_Required action_. The lines from the one holding "# each pair looks like [[12, 162]]" to the end of the records below, exactly as written, are the only thing to return.

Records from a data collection
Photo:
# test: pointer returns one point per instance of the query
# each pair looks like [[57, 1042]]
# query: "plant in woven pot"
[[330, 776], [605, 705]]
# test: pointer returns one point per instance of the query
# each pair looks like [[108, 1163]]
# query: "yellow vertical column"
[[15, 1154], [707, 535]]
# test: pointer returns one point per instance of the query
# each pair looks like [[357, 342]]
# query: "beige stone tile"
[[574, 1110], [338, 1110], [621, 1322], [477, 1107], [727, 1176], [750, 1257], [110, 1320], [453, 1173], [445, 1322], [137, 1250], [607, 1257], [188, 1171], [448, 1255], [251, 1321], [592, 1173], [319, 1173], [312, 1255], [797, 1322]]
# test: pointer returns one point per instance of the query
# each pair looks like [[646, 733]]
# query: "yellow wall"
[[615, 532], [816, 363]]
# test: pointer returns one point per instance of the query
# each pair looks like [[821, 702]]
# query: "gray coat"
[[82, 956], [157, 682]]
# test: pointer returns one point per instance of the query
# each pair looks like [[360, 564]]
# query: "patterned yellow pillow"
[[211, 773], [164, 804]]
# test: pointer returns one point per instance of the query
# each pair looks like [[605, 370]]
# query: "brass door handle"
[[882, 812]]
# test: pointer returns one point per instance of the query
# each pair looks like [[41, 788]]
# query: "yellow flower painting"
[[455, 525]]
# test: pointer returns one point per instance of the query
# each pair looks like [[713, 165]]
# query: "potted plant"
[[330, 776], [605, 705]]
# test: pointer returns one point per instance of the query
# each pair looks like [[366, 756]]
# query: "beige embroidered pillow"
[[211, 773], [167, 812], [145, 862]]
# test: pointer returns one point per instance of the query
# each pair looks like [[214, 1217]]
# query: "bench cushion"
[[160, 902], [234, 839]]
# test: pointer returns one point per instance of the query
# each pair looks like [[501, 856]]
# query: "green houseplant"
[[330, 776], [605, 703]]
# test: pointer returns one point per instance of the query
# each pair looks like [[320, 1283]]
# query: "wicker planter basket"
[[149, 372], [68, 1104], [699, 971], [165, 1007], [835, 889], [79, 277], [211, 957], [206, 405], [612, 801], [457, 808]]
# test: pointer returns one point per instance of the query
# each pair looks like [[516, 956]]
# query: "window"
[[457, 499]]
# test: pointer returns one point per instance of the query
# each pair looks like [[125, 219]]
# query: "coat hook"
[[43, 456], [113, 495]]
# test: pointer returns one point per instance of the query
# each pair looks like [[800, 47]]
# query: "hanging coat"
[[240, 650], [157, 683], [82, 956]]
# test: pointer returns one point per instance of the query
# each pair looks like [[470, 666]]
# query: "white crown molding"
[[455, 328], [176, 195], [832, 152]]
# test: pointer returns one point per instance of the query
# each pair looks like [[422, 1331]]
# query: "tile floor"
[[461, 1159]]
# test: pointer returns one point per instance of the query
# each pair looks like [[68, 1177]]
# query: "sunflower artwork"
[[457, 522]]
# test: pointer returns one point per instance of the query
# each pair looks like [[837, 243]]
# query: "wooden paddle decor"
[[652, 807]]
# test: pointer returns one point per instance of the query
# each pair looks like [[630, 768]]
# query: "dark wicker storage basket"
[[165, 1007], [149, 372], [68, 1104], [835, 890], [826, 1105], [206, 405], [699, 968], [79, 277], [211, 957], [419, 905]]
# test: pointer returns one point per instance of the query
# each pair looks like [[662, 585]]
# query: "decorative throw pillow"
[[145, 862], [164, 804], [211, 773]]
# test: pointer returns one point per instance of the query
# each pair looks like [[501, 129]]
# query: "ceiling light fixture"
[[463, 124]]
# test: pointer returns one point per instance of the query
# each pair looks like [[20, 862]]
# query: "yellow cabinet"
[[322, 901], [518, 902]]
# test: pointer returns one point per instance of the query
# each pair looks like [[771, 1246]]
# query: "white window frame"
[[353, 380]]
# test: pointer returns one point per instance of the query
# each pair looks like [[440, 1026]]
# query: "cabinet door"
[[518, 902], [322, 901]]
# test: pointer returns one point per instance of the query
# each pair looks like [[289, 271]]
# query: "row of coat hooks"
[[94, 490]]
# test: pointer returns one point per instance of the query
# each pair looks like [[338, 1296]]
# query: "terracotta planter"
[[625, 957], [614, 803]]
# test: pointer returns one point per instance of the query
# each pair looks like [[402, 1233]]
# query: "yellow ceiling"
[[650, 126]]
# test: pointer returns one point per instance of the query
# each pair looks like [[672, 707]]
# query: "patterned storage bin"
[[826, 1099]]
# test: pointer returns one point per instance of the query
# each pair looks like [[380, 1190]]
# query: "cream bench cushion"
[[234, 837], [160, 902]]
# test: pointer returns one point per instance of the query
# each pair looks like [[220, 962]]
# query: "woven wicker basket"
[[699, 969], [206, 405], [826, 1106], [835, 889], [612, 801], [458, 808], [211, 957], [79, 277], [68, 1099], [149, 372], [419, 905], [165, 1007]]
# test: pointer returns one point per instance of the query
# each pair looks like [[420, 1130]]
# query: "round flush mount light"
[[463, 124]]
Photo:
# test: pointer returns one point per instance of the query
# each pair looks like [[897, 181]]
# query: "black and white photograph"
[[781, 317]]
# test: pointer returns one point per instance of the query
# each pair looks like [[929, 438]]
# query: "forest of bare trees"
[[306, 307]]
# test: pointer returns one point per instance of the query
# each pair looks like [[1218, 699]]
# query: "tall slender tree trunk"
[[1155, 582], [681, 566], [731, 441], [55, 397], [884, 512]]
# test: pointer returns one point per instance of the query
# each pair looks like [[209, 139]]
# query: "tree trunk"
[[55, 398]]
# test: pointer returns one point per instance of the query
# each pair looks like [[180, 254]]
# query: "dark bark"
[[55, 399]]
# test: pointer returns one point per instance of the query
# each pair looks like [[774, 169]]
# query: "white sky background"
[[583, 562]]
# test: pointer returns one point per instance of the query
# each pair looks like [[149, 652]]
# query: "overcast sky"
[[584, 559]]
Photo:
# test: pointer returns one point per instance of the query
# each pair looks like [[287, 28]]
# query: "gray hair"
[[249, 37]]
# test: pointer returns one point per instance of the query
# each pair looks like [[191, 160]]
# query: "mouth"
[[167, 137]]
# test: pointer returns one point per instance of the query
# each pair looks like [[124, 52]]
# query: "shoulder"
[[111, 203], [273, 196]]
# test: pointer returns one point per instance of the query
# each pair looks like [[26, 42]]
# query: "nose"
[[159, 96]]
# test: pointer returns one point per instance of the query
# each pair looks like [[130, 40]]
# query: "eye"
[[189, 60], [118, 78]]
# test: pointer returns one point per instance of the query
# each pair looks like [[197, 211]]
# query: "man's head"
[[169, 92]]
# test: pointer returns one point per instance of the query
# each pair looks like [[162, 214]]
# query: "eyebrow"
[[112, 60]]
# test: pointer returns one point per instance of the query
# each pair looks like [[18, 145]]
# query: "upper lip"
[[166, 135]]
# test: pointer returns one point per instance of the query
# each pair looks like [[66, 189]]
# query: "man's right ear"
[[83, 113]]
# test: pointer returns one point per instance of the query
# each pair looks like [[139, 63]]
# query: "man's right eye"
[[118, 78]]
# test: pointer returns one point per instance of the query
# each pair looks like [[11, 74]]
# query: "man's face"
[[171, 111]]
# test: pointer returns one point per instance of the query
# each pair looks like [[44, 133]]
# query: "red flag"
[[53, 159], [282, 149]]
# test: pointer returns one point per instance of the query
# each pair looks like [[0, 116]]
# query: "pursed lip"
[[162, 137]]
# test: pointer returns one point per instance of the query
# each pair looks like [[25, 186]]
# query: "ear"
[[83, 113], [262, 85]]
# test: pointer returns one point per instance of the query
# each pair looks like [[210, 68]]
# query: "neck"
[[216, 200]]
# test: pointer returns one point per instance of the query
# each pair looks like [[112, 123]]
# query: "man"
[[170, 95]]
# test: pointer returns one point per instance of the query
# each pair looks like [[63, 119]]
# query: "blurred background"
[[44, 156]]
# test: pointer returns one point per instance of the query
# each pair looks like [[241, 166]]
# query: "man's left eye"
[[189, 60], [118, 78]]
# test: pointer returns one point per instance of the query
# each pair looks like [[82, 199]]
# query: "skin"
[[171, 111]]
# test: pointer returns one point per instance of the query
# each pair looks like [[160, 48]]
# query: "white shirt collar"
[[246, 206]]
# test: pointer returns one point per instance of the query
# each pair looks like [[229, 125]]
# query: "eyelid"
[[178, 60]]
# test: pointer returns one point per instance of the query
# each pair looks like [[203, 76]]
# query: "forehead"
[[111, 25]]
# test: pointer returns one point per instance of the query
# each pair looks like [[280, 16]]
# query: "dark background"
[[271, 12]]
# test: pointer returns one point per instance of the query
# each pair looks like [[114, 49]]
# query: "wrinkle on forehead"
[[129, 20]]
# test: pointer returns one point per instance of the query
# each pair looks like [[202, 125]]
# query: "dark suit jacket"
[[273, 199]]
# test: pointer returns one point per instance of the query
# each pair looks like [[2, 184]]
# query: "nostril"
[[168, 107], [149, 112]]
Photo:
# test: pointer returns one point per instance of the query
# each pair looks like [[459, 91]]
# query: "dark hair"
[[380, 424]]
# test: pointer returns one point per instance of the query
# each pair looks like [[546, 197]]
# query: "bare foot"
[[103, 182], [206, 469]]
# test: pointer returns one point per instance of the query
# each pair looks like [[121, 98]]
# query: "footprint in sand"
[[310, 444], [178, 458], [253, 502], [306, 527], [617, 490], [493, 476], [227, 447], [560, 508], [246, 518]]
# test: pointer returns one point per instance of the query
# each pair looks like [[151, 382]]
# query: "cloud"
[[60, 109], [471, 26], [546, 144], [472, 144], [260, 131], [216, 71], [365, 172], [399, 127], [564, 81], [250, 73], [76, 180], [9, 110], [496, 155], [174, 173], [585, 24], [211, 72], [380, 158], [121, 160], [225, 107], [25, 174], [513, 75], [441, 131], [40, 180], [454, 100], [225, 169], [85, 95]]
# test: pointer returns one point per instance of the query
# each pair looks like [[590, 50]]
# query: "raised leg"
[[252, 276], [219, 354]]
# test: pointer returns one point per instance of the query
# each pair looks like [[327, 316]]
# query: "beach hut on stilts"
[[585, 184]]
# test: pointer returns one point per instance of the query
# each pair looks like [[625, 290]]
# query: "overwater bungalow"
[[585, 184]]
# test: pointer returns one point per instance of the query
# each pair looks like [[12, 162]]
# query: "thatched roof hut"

_Finished task_.
# each pair looks like [[12, 162]]
# query: "thatched roof hut"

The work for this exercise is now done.